= CONSEGNA A =
Formatta come tabella Markdown le righe delle voci, a partire da quella che contiene "Exercise. Point out each instance of the guitar tuning" e fino alla fine delle voci, entrambe comprese. Usa le colonne «Numero» e «Riga della voce» e tralascia le righe vuote.

La Vera Storia di James A. McGlynn

La Vera Storia di James A. McGlynn

di  David Marvel e Lucio Rocco


 Trenta anni fa, nel 1981, David Marvel (Marvale) raccontò per la prima volta la storia di James A. (Mickey) McGlynn. I suoi successi di allevatore ed il suo spirito di sacrificio, a ventinove anni dalla morte, meritavano di essere ricordati agli appassionati del collie e soprattutto a quelli del collie bianco. A quell'epoca però la storia di Mickey non poteva essere ricostruita nella sua completezza, perché il libro di Clemens P. Work non era stato ancora scritto. Oggi, a quasi sessanta anni dalla sua morte, insieme a Lucio Rocco (Porta Saracena) che ha riportato alla luce informazioni sepolte nelle cronache giudiziarie dello Stato del Montana, relative alla vita di Mickey nei primi anni del secolo scorso, David Marvel torna su questo eroico personaggio, per onorarne la memoria, ravvivarne il ricordo tra i collisti americani e farlo conoscere a quelli italiani, ma soprattutto per tener fede ad una promessa non mantenuta: "Il più bel tributo che possiamo offrire a Mr. McGlynn - affermò una volta Ken Martin - é nelle parole del Presidente del White Collie Club, Grace Clark Seaman: mantenere vivo il Club nel ricordo del suo fondatore, del collie bianco e di tutti i collie". Un ringraziamento particolare va a Louise Johnson (Silcrest) per aver voluto condividere con noi i suoi ricordi degli ultimi anni di vita di Mickey e a Judie Evans (Clarion) che é riuscita a far incontrare, pur a migliaia di chilometri di distanza, tante persone  innamorate dello stesso ricordo. 

 

  Ogni tanto accade di imbattersi in qualche storia “dimenticata”, o peggio "cancellata" da una volontà oscura il cui fine risulta incomprensibile. Quando il filo della memoria viene spezzato, rimane nel tempo una ferita sanguinante e si diventa complici di un’ingiustizia perpetrata verso persone che avrebbero meritato ben altro trattamento da parte di chi, a vario titolo, si è interessato alla loro vita.

= DATI DELL'ESERCIZIO =
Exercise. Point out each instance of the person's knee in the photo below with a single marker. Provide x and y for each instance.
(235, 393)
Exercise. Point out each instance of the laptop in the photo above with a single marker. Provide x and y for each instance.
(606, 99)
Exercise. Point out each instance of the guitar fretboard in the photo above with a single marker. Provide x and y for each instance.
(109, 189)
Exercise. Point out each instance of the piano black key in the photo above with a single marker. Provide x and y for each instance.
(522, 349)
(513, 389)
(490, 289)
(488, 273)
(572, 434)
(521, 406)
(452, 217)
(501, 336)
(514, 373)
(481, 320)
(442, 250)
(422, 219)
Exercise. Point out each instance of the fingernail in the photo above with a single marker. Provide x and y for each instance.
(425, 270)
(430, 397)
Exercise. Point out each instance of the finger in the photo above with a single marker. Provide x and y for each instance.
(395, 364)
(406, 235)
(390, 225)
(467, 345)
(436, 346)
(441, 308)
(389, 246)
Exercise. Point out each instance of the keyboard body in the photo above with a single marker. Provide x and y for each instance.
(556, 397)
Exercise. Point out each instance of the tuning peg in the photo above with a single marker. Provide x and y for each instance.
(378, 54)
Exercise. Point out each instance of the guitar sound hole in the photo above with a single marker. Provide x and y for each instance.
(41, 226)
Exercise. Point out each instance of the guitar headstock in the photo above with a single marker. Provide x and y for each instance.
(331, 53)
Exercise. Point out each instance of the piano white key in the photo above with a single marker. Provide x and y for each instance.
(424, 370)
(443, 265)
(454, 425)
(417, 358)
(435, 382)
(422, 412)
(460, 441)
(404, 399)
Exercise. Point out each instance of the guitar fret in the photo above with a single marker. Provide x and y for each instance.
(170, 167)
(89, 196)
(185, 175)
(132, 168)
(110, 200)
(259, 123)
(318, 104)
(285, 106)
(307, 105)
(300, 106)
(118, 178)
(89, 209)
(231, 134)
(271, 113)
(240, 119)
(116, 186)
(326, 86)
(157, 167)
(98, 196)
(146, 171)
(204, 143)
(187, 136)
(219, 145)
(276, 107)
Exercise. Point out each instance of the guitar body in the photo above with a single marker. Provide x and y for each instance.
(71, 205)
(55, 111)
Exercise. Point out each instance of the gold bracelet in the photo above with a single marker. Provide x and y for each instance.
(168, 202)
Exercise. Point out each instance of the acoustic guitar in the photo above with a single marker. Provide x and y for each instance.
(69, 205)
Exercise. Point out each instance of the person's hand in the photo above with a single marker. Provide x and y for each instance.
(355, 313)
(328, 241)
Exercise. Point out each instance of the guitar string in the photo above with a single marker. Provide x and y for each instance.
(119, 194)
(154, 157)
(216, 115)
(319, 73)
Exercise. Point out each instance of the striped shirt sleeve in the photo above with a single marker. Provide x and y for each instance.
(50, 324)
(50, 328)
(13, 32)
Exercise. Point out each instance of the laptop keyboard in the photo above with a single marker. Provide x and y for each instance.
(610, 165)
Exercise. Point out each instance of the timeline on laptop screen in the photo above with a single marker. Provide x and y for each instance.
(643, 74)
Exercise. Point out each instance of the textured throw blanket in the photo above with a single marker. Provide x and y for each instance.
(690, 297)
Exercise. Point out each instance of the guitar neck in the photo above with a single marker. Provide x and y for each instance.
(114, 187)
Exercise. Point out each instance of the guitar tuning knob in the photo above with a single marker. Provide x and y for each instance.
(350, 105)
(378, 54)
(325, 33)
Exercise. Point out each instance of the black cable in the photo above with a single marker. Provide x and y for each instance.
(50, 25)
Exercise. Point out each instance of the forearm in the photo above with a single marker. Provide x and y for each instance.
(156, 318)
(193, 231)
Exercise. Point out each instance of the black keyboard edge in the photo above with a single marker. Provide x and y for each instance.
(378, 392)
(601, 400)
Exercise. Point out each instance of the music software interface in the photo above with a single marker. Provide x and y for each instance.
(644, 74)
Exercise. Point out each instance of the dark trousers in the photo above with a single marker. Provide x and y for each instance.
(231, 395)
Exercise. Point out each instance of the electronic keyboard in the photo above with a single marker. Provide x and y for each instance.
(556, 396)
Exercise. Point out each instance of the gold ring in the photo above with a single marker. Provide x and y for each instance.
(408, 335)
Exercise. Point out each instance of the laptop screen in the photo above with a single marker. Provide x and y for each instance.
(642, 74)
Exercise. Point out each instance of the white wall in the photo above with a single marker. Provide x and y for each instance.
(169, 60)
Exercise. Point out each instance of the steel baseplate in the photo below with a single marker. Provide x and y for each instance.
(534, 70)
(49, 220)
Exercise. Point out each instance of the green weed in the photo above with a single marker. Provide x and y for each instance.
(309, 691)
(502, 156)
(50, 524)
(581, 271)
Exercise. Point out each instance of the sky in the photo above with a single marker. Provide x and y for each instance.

= CONSEGNA B =
Riprendi il brano su James A. McGlynn e proseguilo dopo l'ultima frase riportata.

= RISPOSTA SCRITTA A =
| Numero | Riga della voce |
|---|---|
| 1 | Exercise. Point out each instance of the guitar tuning knob in the photo above with a single marker. Provide x and y for each instance. |
| 2 | (350, 105) |
| 3 | (378, 54) |
| 4 | (325, 33) |
| 5 | Exercise. Point out each instance of the black cable in the photo above with a single marker. Provide x and y for each instance. |
| 6 | (50, 25) |
| 7 | Exercise. Point out each instance of the forearm in the photo above with a single marker. Provide x and y for each instance. |
| 8 | (156, 318) |
| 9 | (193, 231) |
| 10 | Exercise. Point out each instance of the black keyboard edge in the photo above with a single marker. Provide x and y for each instance. |
| 11 | (378, 392) |
| 12 | (601, 400) |
| 13 | Exercise. Point out each instance of the music software interface in the photo above with a single marker. Provide x and y for each instance. |
| 14 | (644, 74) |
| 15 | Exercise. Point out each instance of the dark trousers in the photo above with a single marker. Provide x and y for each instance. |
| 16 | (231, 395) |
| 17 | Exercise. Point out each instance of the electronic keyboard in the photo above with a single marker. Provide x and y for each instance. |
| 18 | (556, 396) |
| 19 | Exercise. Point out each instance of the gold ring in the photo above with a single marker. Provide x and y for each instance. |
| 20 | (408, 335) |
| 21 | Exercise. Point out each instance of the laptop screen in the photo above with a single marker. Provide x and y for each instance. |
| 22 | (642, 74) |
| 23 | Exercise. Point out each instance of the white wall in the photo above with a single marker. Provide x and y for each instance. |
| 24 | (169, 60) |
| 25 | Exercise. Point out each instance of the steel baseplate in the photo below with a single marker. Provide x and y for each instance. |
| 26 | (534, 70) |
| 27 | (49, 220) |
| 28 | Exercise. Point out each instance of the green weed in the photo above with a single marker. Provide x and y for each instance. |
| 29 | (309, 691) |
| 30 | (502, 156) |
| 31 | (50, 524) |
| 32 | (581, 271) |
| 33 | Exercise. Point out each instance of the sky in the photo above with a single marker. Provide x and y for each instance. |

= RISPOSTA SCRITTA B =
  La storia di James Albert McGlynn è oggi quasi completamente sparita dalla mente delle generazioni di allevatori che non lo hanno conosciuto ed il suo nome figura ormai solo su poche pagine ingiallite di vecchie e quasi introvabili riviste dedicate al collie.

 

  Eppure, per la nostra razza, Mickey (come veniva chiamato) ha letteralmente sacrificato la sua stessa vita.

 

“James McGlynn era una persona speciale, un insieme assolutamente unico di intuito e determinazione. Possedeva, più di chiunque altro io abbia conosciuto, quella combinazione di caratteri che avrebbe avuto maggiori probabilità di successo nell’allevamento del collie bianco”.

  Così David Marvel lo descriveva  nell'articolo pubblicato su Collie Cues nel 1981.

Per questo motivo ci è parso giusto dedicare a lui la prima pagina del nuovo anno in cui ricorre il 130° anniversario della nascita, riflettendo un poco sul significato che anche in campo cinofilo può avere la memoria, in un'epoca in cui tutti inseguono invece la fama, e sul contrasto che anche qui esiste tra l’immortalità guadagnata col sacrificio e l’immoralità dei tempi nostri.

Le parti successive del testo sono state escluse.